Supplied data:
_____
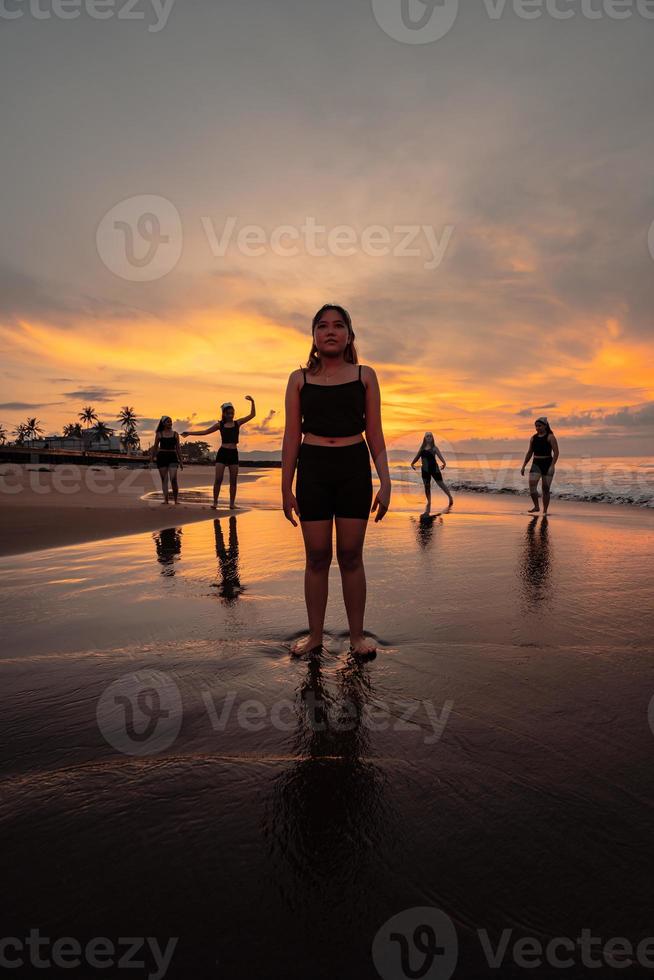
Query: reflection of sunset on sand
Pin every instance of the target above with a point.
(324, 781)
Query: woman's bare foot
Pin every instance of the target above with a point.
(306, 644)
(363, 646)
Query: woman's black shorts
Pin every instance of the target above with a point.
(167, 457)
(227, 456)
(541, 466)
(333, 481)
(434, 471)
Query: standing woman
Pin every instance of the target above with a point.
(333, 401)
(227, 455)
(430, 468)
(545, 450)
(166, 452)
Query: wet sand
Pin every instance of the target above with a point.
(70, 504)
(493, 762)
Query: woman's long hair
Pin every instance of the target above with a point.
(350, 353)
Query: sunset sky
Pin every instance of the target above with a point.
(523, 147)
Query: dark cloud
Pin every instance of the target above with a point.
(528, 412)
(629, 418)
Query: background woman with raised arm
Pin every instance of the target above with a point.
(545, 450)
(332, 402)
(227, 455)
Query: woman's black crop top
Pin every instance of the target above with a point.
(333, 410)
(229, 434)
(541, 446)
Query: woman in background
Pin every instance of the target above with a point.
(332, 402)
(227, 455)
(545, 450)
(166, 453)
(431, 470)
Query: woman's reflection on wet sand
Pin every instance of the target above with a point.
_____
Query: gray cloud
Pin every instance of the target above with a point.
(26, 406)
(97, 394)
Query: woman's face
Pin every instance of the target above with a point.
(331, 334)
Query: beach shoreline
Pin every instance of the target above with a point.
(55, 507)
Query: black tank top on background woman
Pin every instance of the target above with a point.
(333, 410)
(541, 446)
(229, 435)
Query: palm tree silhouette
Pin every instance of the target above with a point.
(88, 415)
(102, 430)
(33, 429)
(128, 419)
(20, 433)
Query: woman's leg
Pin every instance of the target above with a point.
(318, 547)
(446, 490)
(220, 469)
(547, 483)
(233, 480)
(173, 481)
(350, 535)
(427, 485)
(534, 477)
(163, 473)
_____
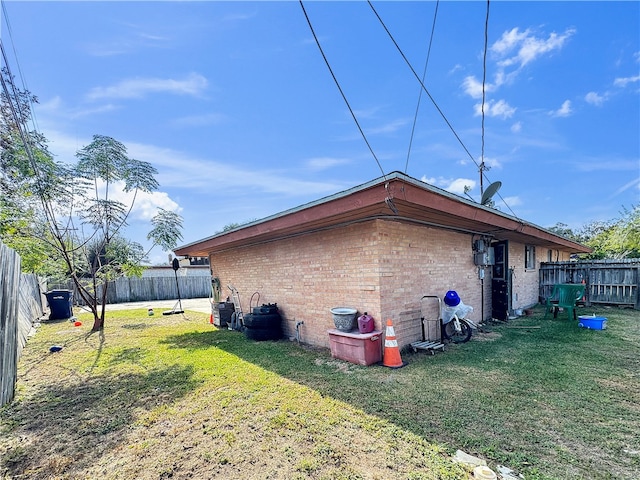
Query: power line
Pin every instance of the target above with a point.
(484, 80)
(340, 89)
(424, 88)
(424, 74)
_____
What is needed is each line of the entries that contains the word "black".

Query: woman's black shorts
Query: woman's black crop top
Query: black tank top on background woman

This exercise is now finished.